Starting at the line containing "Mark the car roof with a point." and ending at the last line of the entries, rewrite only those lines, requests included. Rescale every point coordinate in the answers by multiplying it by 1.75 and rounding to a whole number, with halves rounded up.

---- Provided information

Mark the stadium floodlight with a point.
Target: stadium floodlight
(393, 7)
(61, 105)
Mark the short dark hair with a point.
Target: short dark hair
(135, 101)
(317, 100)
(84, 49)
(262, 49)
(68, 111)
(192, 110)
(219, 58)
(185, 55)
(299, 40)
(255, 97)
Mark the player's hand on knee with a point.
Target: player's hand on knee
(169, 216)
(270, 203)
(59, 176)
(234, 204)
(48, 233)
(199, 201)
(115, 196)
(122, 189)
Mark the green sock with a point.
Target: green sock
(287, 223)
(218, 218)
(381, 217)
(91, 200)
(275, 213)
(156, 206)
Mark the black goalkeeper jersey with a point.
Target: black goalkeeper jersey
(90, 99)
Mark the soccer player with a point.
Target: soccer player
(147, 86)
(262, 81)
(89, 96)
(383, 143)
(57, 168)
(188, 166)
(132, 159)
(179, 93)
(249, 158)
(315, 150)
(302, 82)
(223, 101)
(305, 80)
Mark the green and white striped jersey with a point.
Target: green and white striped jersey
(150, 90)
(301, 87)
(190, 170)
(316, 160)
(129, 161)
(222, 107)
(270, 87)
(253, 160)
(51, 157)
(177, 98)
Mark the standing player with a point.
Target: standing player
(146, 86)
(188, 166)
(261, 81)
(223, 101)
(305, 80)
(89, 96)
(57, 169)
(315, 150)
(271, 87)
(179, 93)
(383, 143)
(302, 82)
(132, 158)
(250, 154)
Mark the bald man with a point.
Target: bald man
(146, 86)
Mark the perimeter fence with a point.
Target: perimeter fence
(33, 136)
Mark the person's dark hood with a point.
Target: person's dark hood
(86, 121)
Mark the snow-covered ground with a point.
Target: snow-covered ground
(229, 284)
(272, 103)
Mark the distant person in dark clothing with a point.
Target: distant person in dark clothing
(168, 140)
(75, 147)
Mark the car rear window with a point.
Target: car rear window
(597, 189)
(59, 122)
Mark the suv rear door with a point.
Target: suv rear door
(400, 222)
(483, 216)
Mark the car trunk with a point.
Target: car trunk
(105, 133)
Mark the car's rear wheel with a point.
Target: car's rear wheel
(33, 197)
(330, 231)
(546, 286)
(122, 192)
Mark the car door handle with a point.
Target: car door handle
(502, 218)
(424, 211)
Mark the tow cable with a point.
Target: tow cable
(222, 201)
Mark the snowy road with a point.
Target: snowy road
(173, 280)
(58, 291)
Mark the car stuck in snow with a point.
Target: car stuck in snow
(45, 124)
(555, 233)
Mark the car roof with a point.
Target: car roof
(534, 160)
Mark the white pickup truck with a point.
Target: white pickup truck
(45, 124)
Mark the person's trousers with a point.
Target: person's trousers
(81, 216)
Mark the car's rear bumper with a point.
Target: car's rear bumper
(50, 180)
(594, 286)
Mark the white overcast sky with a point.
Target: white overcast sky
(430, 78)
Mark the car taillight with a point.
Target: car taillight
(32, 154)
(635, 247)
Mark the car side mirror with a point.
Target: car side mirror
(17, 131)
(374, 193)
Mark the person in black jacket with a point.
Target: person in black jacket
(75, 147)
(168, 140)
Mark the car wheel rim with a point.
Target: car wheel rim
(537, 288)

--------

Exercise output:
Mark the car roof with a point.
Target: car roof
(935, 280)
Mark the white pickup truck with a point.
Target: white pickup truck
(79, 217)
Mark the person's trousers with a point.
Target: person's trousers
(142, 378)
Mark the car's rear bumper with a point.
Target: car's rear bumper
(88, 315)
(1040, 501)
Mark the white overcast sky with a point.
Target: white overcast sky
(753, 137)
Mark the car taillight with a point.
Target: car taillight
(56, 270)
(1111, 432)
Mark the car side mirror with a point.
Target: car side mirror
(30, 229)
(655, 338)
Mark the person in black jacket with a point.
Target: person in black jacket
(131, 257)
(294, 245)
Mark the car wheel rim with a point.
Target: car wheel rim
(940, 504)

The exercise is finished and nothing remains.